=== Excerpt ===

Tuesday, November 22, 2011

"Tapestry Cow" and Portland Open Studio

"Tapestry Cow", pastel, 9.5x9.5
Every October one hundred artists in the Portland Metro area open their studios to the public during Portland Open Studios. A nominal fee gets you a map/admission ticket enabling you to visit the artists where they work, look at their projects, observe techniques, and ask questions. The art's for sale, too, of course! Some studios are in the artists' homes, basements, garages or attics, and some are rented spaces in old or new buildings. Many printmakers form collectives to share studio space and equipment. I made a point of meeting some of the artists who live in my neighborhood, among them Andrea McFarland, a fellow pastelist, and Christopher Wagner, whose wood sculptures are sophisticated yet hit a primal nerve. Elsewhere in town I visited Renee Hartig and got pretty excited about her powerful oil paintings. Mark Diamond's intricate metalwork and cloisonne blew my mind.

Inspired to "do something different" with my own work, I'm using a familiar subject (a cow) in a new style that reminds me of an old tapestry. What do you think?

=== Data for review ===

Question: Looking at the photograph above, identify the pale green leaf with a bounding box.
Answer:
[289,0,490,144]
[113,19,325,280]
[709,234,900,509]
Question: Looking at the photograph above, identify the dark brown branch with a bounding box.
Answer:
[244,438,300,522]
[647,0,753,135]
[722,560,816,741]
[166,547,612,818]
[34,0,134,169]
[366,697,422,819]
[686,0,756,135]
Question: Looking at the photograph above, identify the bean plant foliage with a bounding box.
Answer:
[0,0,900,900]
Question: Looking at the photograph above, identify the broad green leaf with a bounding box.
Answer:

===
=== Data for review ===

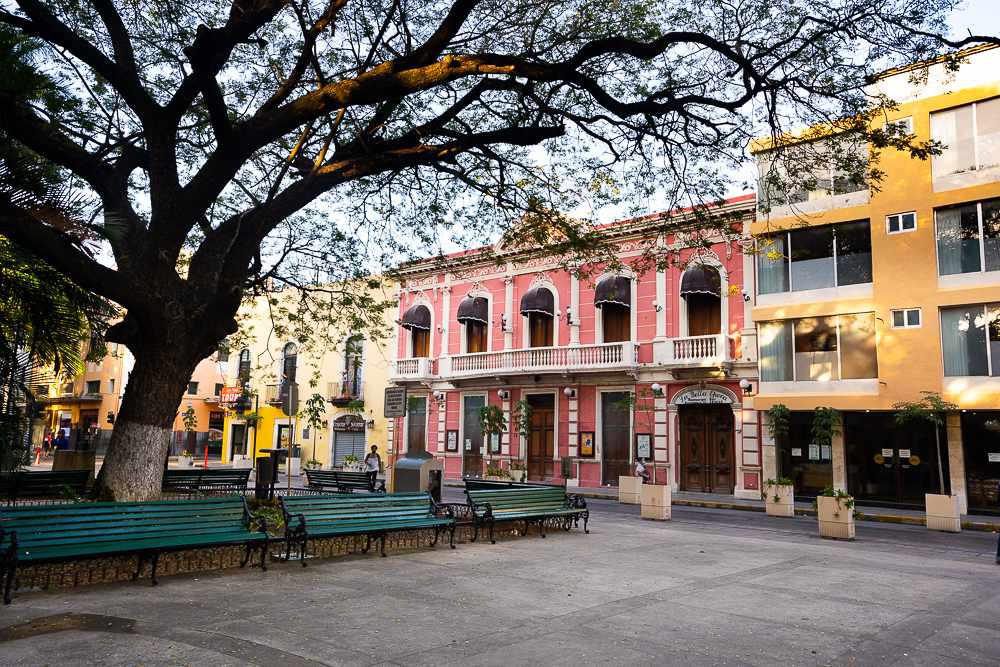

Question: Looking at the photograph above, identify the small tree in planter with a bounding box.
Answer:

===
=== Data for review ===

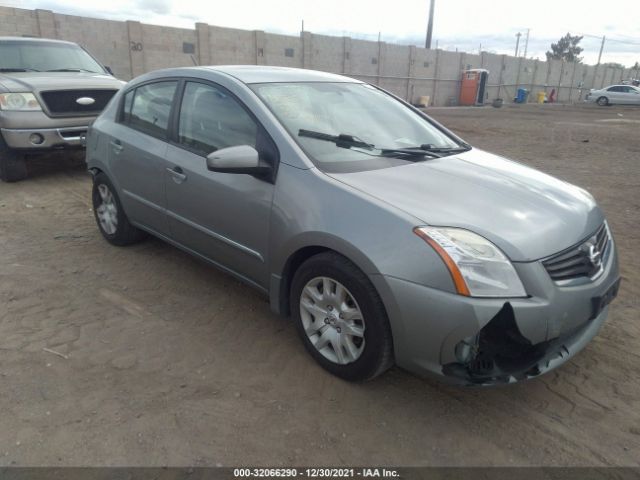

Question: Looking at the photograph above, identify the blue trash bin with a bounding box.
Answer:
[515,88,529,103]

===

• Exercise objective: Extend the post on Portland Open Studios, picking up after its final sentence. The data has no connection to the post on Portland Open Studios.

• Output for this task:
Friday, November 4, 2011

India: Giving thanks for the memories

"Bangles", pastel, 9.5x7
Remembering Thanksgiving 2009 in Delhi, India: Navigating streets swarming with food vendors, tuk-tuks, dogs, motorbikes, goats, beggars, and camels, we meandered down narrow alleys, peeked into homes through open doorways, marveling at the electrical wiring tangled and dangling overhead, and narrowly escaped stepping into fresh piles of poop. A grizzled and cheerful chaiwallah pounded fresh ginger, tossing it into a steaming pot of milk and black tea simmering over an open flame. Delicious. Goats, everywhere, had been brought to market by Muslim herders hoping to make tidy profits during Eid. New owners would lead their goats  back home through the alleys to live for days or hours before ritual slaughter, cooking and consumption. We visited a Sikh temple where we left our shoes outside, covered our heads, and received a tutorial about Sikh philosophy, the hallmark of which is service. Inside the temple kitchen I did my part by making chapatis.

Sarah and Alan, Old Delhi '09
Learning the goat business
Do-it-yourself electrical, Old Delhi
Making chapatis, Sikh Temple, Delhi

Wednesday, November 2, 2011

Lonely Tree and "The Cool School"

Lonely Tree, pastel, 11x8
The landscape in Southern Oregon and Northern California is often spectacular with dramatic skies. On a car trip from Portland to San Francisco I got many great photos that have translated into paintings that I really love such as Lonely Tree, featured here.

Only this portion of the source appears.